Text for analysis

The Mainstream Media’s obsession with sensationalism creates an uninformed audience
The April 4th sarin gas attack on the Syrian rebel-held town in the Idlib province left nearly 90 people dead and the gruesome photos of its aftermath horrified the world.
Trump acted quickly to denounce the attack that affected the same people he shuts out of our country when they seek refuge.
As Trump announced the U.S. retaliation strike on Syria, he called the chemical attack a “slow and brutal death for so many.” Trump went on to say that, “Even beautiful babies were cruelly murdered in this very barbaric attack. No child of God should ever suffer such horror.”
The sarin gas attack is indisputably horrific. But here’s the thing – since the Civil War in Syria started in 2011, there have been roughly 470,000 Syrian deaths, of which more than 55,000 were children.
But the mainstream media doesn’t report on these casualties, and the sad reality is that it takes an event like this to bring to light what’s going on.
The problem is exacerbated by the fact that large portions of the public follow the media unequivocally, and without a critical eye or a curiosity for outside research.
The media’s selection of stories is based on appeasing outside interests and fueled by the networks’ battle for ratings. News coverage focuses on stories that are “sensational”, provide great sound bites and clever headlines, and are otherwise good for ratings.
It’s the same cycle: The media features stories of heroism and tragedy, with live updates and in-depth human interest stories; audiences mourn the tragedy and rally together in vigils and demonstrations; politicians vow to keep the public safe.
This dynamic is particularly problematic when we have a President who also reacts emotionally to media reporting, and is deeply insecure about his popularity from his fellow-mainstream-media-viewers.

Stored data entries
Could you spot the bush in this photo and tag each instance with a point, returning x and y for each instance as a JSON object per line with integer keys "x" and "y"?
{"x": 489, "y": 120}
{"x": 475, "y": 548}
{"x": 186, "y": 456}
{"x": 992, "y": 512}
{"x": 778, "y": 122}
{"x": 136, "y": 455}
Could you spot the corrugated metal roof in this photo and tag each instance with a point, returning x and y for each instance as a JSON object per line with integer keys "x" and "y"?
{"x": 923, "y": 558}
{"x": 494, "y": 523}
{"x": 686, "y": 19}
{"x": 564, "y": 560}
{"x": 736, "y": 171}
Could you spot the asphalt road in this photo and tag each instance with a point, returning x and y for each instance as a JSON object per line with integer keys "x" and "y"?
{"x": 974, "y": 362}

Exercise brief
Carry the opinion piece on media sensationalism forward from its final sentence, keeping its argument and tone. None of the lines have any bearing on this work.

Response to this exercise
And it’s not just Syria. The large media outlets frequently report on acts of terror and brutality that occur in more developed nations, ignoring thousands of other atrocities in the process.
On July 14, 2016, a 19-ton cargo truck deliberately drove into crowds of people celebrating Bastille Day in Nice, France. There were 86 deaths, which is not a small number by any means.
But that same month, a minivan packed with explosives blew up in central Baghdad during the holy month of Ramadan, killing at least 143 people. There was also an attack earlier in the month in Bangladesh, where seven attackers, armed with semi-automatic rifles and improvised grenades, stormed a restaurant and slit the throats of anyone who could not recite verses from the Koran. Both of these stories received little media attention in comparison to the Nice incident.
Journalism is very powerful in guiding public and political interest. The mainstream media needs to understand that their reporting is not meant to entertain the public. Rather, their responsibility is to report on all of the facts.
Perhaps if the media reported on the details of the Civil War’s effects on Syrian civilians, those who oppose any refugees from entering our country would reassess their view; because the same people who hold these views are typically not inclined to research the details of the casualties in the Syrian conflict.